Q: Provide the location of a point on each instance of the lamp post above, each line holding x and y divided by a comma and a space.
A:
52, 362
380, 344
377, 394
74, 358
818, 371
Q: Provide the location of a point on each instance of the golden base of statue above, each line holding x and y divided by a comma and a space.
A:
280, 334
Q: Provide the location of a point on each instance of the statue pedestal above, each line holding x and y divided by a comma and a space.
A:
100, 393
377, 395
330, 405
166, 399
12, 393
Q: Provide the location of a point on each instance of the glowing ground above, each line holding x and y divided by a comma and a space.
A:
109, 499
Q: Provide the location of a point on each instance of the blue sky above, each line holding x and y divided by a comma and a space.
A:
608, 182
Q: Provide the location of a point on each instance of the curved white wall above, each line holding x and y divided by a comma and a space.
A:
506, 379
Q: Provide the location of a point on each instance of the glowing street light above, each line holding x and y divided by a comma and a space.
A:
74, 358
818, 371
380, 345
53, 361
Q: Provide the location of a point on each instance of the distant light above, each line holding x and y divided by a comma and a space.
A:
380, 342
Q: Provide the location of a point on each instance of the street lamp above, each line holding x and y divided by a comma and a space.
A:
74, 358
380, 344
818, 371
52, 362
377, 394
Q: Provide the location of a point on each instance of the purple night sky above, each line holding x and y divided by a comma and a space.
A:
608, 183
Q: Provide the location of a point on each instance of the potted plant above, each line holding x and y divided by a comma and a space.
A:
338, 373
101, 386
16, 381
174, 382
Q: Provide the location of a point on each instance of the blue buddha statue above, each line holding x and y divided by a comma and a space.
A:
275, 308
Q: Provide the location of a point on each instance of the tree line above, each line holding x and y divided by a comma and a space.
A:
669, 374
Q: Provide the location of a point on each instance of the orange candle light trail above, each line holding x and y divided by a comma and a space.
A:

**What you are asked to do:**
Rewrite the part of the rows above that opens with the line containing "the blue buddha" and closes with the last row, keeping the requests as they are and shifting every coordinate in the answers by -83.

**Written answer:**
Q: Provide the location of a point on each instance of the blue buddha statue above, each line holding x and y divided by a comma and a space.
A:
192, 225
Q: Provide the location of a point on each instance of the tree line above, each line holding x and y divided by a comma and a space.
A:
586, 291
Q: Provide the location of a point on each instance of the orange candle light trail above, each line holding x and y divided by a comma and a space.
A:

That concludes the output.